▸ 요구 사항 1
아래 FastAPI 오류 발췌문에 번호를 붙여 제시된 오류 원인을 모두 나열하세요.

FastAPI를 사용하면서 특정 패턴의 요청에서만 오류가 발생하는 경우, 다양한 원인이 있을 수 있습니다. 다음은 몇 가지 가능성에 대해 설명합니다:

1. 리소스 한계: 서버 또는 사용 중인 데이터베이스의 연결 수나 기타 리소스 한계에 도달할 수 있습니다. 한 순간에 100회 요청을 보낼 때, 각 요청이 빠르게 처리되어서 리소스가 빠르게 해제되면 문제가 없을 수 있습니다. 그러나 100회의 요청을 20초 동안 지속적으로 보낼 경우, 그 사이에 리소스가 해제되지 않아 문제가 발생할 수 있습니다.

2. 레이트 리밋팅: 일부 시스템은 짧은 시간 동안 너무 많은 요청을 처리하는 것을 방지하기 위해 레이트 리밋팅(rate limiting)을 사용합니다. 그렇기 때문에 20초 동안 꾸준히 요청을 보내면 제한에 걸릴 수 있습니다.

3. 메모리 문제: 요청이 누적되면서 서버의 메모리 사용량이 늘어날 수 있습니다. 만약 메모리가 부족하다면, 요청 처리 중에 에러가 발생할 수 있습니다.

4. 중복 요청 처리: 20초 동안 지속적으로 요청을 보낼 때, 이전 요청의 결과나 상태가 다음 요청의 처리에 영향을 줄 수 있습니다. 중복되는 요청이나 상태 변경이 원인이 될 수 있습니다.

5. 로깅 또는 모니터링 도구: 요청을 처리하는 동안 로그를 남기거나 모니터링 도구를 사용하는 경우, 요청 빈도가 높아지면 추가적인 부하가 발생할 수 있습니다.

+ 해결 방법

  + 로깅: 발생하는 오류의 로그를 확인하여 구체적인 원인을 파악합니다.

  + 프로파일링: 서버의 CPU, 메모리, 네트워크 사용량 등의 리소스 사용 상황을 모니터링하여 병목 현상이나 리소스 부족 문제를 파악합니다.

  + 테스팅: 서버에 요청을 보내는 다양한 시나리오를 테스트하여 문제의 원인을 파악합니다.

이러한 점검을 통해 문제의 원인을 파악하고 적절한 조치를 취할 수 있습니다.

▸ 데이터 항목
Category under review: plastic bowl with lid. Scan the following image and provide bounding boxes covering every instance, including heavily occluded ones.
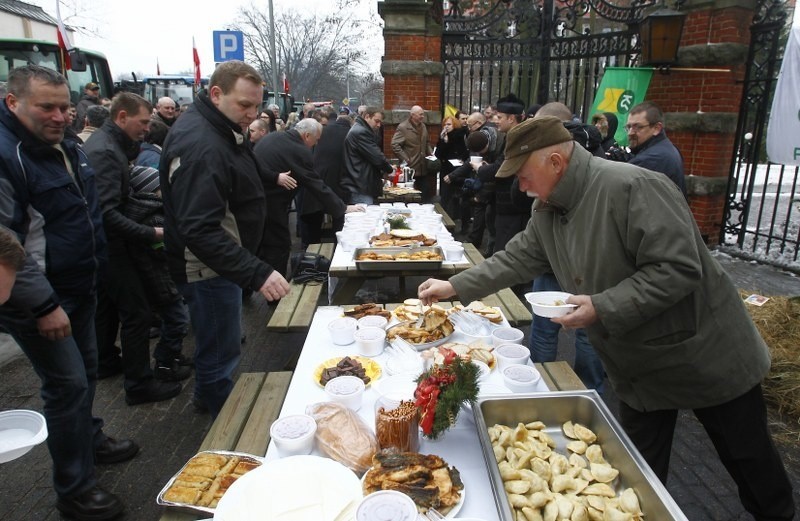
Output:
[354,327,386,356]
[0,409,47,463]
[502,364,541,393]
[494,344,531,369]
[525,291,578,318]
[325,375,366,411]
[269,414,317,456]
[356,490,417,521]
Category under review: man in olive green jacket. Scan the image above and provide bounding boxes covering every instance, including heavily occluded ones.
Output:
[419,116,794,520]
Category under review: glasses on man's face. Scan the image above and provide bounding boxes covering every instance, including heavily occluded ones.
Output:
[623,123,653,134]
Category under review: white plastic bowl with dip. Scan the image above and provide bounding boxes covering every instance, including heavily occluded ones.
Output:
[269,414,317,456]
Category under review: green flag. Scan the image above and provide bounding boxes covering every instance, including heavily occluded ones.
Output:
[586,67,653,145]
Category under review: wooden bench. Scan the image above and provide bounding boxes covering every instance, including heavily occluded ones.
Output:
[464,243,533,327]
[161,371,292,521]
[267,243,334,332]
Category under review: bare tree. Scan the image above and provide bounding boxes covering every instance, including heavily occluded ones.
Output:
[236,0,382,100]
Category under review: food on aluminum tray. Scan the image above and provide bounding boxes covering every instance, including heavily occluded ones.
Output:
[364,450,464,514]
[489,421,644,521]
[159,452,261,511]
[386,307,454,344]
[344,303,392,320]
[356,250,444,261]
[422,342,497,369]
[450,300,503,324]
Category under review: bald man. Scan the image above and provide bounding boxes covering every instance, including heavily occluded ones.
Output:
[153,96,178,127]
[392,105,436,203]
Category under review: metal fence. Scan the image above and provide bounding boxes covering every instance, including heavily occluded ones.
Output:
[720,0,800,269]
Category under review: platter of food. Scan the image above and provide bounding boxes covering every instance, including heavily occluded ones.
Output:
[214,456,362,521]
[386,307,455,351]
[314,356,381,387]
[156,451,263,513]
[353,246,444,271]
[361,451,465,519]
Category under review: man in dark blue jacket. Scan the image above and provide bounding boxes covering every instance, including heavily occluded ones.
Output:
[0,65,139,520]
[625,101,686,196]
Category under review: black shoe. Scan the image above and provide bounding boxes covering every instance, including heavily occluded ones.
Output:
[56,486,125,521]
[94,436,139,465]
[175,353,194,367]
[97,357,122,380]
[125,380,182,405]
[153,360,192,382]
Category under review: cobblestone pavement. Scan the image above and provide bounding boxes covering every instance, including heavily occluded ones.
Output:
[0,250,800,521]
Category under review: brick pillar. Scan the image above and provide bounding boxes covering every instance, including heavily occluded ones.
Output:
[647,0,754,246]
[378,0,444,157]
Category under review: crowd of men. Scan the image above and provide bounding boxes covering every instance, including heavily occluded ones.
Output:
[0,61,794,520]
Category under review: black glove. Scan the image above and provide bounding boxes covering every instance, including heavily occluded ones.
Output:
[606,146,633,163]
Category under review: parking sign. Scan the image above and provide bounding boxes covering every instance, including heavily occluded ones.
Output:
[214,31,244,63]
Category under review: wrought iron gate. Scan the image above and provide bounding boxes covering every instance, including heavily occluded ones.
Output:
[720,0,800,269]
[442,0,657,119]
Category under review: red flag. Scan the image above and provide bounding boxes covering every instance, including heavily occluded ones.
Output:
[192,36,200,86]
[56,0,73,72]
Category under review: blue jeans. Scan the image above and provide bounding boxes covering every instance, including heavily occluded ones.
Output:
[178,277,242,418]
[153,297,189,362]
[530,273,605,394]
[0,295,106,497]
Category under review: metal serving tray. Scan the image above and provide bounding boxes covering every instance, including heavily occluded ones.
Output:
[472,391,688,521]
[353,246,444,271]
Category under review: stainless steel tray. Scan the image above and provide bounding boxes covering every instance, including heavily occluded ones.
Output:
[156,450,264,514]
[472,391,688,521]
[353,246,444,271]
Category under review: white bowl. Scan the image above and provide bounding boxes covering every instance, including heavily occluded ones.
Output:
[269,414,317,456]
[356,490,417,521]
[354,327,386,356]
[358,315,389,329]
[325,376,366,411]
[525,291,578,318]
[502,365,541,393]
[328,317,358,346]
[0,409,47,463]
[492,326,525,347]
[443,244,464,262]
[494,344,531,369]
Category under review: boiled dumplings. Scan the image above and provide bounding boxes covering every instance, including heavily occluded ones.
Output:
[489,421,644,521]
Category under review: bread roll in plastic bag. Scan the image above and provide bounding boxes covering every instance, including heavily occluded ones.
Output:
[306,402,379,476]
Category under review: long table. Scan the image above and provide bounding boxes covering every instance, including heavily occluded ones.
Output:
[265,306,584,520]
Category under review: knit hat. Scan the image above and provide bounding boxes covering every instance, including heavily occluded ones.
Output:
[496,94,525,115]
[131,166,161,194]
[495,116,572,177]
[467,130,489,152]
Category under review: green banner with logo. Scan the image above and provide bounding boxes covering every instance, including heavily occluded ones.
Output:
[586,67,653,145]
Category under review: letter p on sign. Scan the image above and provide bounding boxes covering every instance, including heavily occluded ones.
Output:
[214,31,244,63]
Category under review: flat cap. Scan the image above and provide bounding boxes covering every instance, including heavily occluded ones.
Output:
[495,116,572,177]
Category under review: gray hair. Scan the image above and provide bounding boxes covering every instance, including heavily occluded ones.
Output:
[294,118,322,136]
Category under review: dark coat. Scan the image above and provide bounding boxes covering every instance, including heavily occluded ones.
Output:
[628,130,686,196]
[158,93,273,291]
[300,118,350,215]
[0,101,106,310]
[254,130,347,258]
[342,116,392,202]
[84,120,156,251]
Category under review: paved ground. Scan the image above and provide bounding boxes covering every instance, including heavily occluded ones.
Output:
[0,242,800,521]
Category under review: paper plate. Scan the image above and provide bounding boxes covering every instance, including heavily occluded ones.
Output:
[214,456,363,521]
[314,356,381,387]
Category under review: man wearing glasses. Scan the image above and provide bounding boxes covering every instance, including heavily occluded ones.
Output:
[625,101,686,196]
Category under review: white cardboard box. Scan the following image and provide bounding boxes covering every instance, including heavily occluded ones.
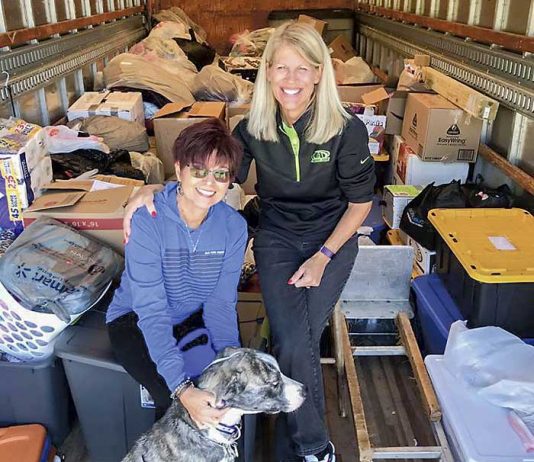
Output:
[402,93,482,162]
[392,135,469,186]
[382,185,423,229]
[67,91,145,126]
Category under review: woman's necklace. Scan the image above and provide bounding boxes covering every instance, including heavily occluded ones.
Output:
[185,225,202,253]
[177,190,206,253]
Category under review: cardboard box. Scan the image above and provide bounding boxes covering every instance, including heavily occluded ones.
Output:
[237,292,265,347]
[23,180,134,255]
[0,130,52,235]
[328,35,357,62]
[226,103,250,120]
[154,101,226,178]
[67,91,145,127]
[297,14,328,35]
[400,230,436,274]
[392,135,469,186]
[356,114,386,155]
[402,93,482,162]
[382,185,423,229]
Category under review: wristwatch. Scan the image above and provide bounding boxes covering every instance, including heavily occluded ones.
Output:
[319,245,336,260]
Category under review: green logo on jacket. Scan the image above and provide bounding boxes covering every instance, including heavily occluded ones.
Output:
[311,149,330,164]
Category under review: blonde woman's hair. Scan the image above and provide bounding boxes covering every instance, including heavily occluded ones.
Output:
[247,22,350,144]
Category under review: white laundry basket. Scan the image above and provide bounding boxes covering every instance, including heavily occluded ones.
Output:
[0,282,111,361]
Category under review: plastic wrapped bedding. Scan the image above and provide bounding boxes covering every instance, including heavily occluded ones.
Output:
[0,218,123,322]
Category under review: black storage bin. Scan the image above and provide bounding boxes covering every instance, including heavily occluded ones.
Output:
[0,355,71,446]
[436,238,534,338]
[428,209,534,338]
[56,311,154,462]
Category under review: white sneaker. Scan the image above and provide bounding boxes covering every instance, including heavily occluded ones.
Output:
[304,441,336,462]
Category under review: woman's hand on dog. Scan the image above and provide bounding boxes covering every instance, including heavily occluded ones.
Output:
[180,387,227,428]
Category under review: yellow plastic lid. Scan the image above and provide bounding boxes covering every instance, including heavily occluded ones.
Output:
[428,208,534,284]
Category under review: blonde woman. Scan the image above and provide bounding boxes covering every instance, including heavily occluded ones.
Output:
[125,23,375,462]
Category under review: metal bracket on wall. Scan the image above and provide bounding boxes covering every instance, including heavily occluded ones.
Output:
[0,15,146,105]
[357,13,534,117]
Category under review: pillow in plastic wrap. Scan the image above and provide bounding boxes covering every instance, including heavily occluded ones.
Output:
[0,217,124,322]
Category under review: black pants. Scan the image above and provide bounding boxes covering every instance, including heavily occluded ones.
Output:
[254,230,358,461]
[108,310,204,420]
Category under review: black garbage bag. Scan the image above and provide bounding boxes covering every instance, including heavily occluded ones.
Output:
[173,35,215,71]
[50,149,145,181]
[463,174,514,209]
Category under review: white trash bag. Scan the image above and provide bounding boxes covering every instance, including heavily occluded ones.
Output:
[443,321,534,442]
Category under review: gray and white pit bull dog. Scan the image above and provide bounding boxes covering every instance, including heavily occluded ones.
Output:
[122,348,306,462]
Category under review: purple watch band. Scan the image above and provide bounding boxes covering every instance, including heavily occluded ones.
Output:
[319,245,336,260]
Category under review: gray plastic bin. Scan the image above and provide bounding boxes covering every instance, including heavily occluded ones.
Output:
[56,312,154,462]
[0,355,70,445]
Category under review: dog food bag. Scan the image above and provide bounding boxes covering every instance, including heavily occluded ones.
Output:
[0,217,124,323]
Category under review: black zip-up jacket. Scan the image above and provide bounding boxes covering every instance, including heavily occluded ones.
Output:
[234,111,375,240]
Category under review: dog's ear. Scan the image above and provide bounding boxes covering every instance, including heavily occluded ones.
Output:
[217,347,241,358]
[222,369,246,401]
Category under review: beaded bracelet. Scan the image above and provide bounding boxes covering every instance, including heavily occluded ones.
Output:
[171,378,193,400]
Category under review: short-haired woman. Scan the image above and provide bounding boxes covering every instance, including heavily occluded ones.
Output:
[107,119,247,425]
[124,23,375,462]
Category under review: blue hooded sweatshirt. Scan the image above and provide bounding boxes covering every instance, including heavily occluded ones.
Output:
[106,183,247,391]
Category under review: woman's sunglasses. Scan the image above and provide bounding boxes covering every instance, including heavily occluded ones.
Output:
[189,165,230,183]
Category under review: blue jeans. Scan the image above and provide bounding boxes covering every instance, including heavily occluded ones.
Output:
[254,230,358,461]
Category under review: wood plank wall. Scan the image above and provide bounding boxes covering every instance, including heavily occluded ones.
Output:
[159,0,354,54]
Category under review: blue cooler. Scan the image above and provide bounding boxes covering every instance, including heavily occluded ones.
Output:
[412,274,534,355]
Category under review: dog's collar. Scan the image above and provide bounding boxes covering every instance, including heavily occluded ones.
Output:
[202,351,239,372]
[215,423,241,444]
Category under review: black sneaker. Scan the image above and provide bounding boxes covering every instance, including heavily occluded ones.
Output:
[304,441,336,462]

▸ 요구 사항 2
위 행에서 "Category under review: wristwatch." 문구가 있는 줄부터 "[357,13,534,117]" 문구가 있는 줄까지만 다시 적되, "blonde" 표현을 모두 "fair-haired" 표현으로 수정하고 나머지는 그대로 두세요.

▸ 작성 답변 1
1. 리소스 한계
2. 레이트 리밋팅
3. 메모리 문제
4. 중복 요청 처리
5. 로깅 또는 모니터링 도구

▸ 작성 답변 2
Category under review: wristwatch. Scan the image above and provide bounding boxes covering every instance, including heavily occluded ones.
Output:
[319,245,336,260]
Category under review: green logo on jacket. Scan the image above and provide bounding boxes covering every instance, including heavily occluded ones.
Output:
[311,149,330,164]
Category under review: fair-haired woman's hair. Scan the image above and provide bounding boxes covering every instance, including heavily occluded ones.
Output:
[247,22,350,144]
Category under review: white laundry basket. Scan the image above and provide bounding boxes covering every instance, including heavily occluded ones.
Output:
[0,282,111,361]
Category under review: plastic wrapped bedding. Scan the image above and provide bounding boxes covering every instance, including heavily occluded ones.
Output:
[0,218,123,322]
Category under review: black storage bin. Scan the image above and provide bounding boxes covering every instance, including heavily occluded ones.
Output:
[0,355,71,446]
[436,238,534,338]
[428,209,534,338]
[56,311,154,462]
Category under review: white sneaker. Scan the image above and provide bounding boxes covering every instance, including heavily occluded ones.
Output:
[304,441,336,462]
Category under review: woman's hand on dog. Scan the image above and provide bounding boxes covering every instance, including heavily occluded ones.
Output:
[180,387,227,428]
Category under review: yellow plastic lid. Scan the image above and provide bounding boxes covering every instance, including heavily occluded ones.
Output:
[428,208,534,284]
Category under review: fair-haired woman. Scan the image above and provide bounding boxes covering every instance, including heavily occluded ones.
Output:
[125,23,375,462]
Category under review: metal bracket on wall. Scan the image above and provide bounding boxes covering every instance, including heavily occluded ones.
Output:
[0,15,146,105]
[357,13,534,117]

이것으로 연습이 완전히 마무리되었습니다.